Short task
Identify each line in the records below that contains the word "field" and copy those lines.

== Recorded information ==

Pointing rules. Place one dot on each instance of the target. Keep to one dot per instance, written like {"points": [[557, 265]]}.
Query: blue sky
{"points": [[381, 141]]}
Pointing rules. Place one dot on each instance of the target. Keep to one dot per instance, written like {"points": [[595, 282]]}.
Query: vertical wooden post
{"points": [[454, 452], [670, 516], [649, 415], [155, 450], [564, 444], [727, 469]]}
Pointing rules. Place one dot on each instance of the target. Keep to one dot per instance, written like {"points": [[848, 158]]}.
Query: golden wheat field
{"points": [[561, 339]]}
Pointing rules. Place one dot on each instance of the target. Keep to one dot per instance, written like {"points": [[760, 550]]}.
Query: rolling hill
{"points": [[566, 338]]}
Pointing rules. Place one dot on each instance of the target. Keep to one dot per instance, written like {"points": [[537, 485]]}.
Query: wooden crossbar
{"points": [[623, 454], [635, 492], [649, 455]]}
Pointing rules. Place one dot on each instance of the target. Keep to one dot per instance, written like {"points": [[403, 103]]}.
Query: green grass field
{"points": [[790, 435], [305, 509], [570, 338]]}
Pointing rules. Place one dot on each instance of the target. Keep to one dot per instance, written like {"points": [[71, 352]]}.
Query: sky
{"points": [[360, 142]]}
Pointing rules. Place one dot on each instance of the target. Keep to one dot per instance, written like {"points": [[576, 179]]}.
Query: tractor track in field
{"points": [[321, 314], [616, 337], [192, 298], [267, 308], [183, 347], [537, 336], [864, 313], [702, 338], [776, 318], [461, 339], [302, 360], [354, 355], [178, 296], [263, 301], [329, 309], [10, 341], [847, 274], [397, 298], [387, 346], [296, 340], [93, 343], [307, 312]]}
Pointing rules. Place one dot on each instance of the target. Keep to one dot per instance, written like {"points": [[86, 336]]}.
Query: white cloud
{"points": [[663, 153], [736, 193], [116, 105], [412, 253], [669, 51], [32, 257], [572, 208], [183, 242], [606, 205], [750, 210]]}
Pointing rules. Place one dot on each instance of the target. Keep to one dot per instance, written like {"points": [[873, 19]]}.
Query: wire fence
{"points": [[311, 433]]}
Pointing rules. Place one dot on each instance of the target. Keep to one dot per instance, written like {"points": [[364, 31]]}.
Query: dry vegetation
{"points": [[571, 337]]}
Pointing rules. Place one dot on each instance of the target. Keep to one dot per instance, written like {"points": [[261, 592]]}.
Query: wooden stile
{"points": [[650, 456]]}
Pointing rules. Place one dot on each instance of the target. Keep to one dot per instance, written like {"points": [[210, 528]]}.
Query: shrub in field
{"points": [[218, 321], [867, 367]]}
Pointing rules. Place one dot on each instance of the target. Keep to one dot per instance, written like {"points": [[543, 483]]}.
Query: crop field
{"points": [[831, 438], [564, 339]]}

===

The answer
Query: golden wheat field
Query: green grass field
Query: tractor track in field
Query: shrub in field
Query: crop field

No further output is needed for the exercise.